Tekstfragment ::
===============
Een paar gedachten over schelden met kanker
- Artikel
- 23 nov 2020
- 8 minuten leestijd
Een woord van waarschuwing: in dit artikel worden ter illustratie scheldwoorden gebruikt die zowel racistisch zijn als die met ziektes te maken hebben.
Een tijdje terug had KWF Kankerbestrijding een mooi mediamoment te pakken: met een aantal vloggers riep de organisatie Nederlanders (en dan vooral: jonge Nederlanders) op om te stoppen met schelden met kanker. Vooral online leek het volgens het persbericht sociaal acceptabel om te schelden met die ziekte, terwijl dat ‘onnodig kwetsend’ is.
Voor mij zit er iets fascinerends aan dat sentiment, omdat ik zelf in mijn privé veel en lustig met kanker scheld, en het ook niet erg vind als anderen dat wel doen, en het ergens zelfs een klein beetje kwetsend vindt om te horen waar ik wel en niet mee zou mogen schelden, gezien de manier waarop ik mijn moeder heb zien sterven.
Tegelijkertijd kan ik me nog de schaamte herinneren van toen ik dertien was en in een zwembad ‘kanker’ riep en dat ik toen door Paul de Kok vermanend werd toegesproken omdat iemand in Lindseys familie de kanker had. En tegelijkertijd kan ik me ook de ogen uit het hoofd rollen als mensen driftig en performatief berichten delen dat ze het ‘echt niet vinden kunnen’ als anderen met kanker schelden.
===============
Aangeleverde gegevens ::
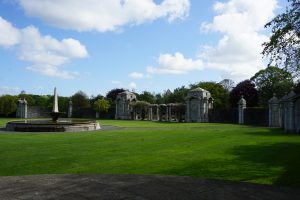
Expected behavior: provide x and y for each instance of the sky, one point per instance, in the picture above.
===============
Opdrachten ::
A - Vat het tekstfragment over schelden met kanker samen in twee zinnen.
B - Wie sprak de auteur volgens het tekstfragment in het zwembad vermanend toe?

Antwoorden ::
A - KWF Kankerbestrijding riep met een aantal vloggers vooral jonge Nederlanders op te stoppen met schelden met kanker, omdat dat volgens het persbericht onnodig kwetsend is. De auteur scheldt privé zelf veel met kanker en vindt het na het sterven van de eigen moeder zelfs wat kwetsend om te horen waarmee niet gescholden zou mogen worden, maar herinnert zich ook de schaamte van een berisping op dertienjarige leeftijd en kan de ogen rollen bij mensen die performatief laten weten dit schelden niet te kunnen hebben.

B - Paul de Kok.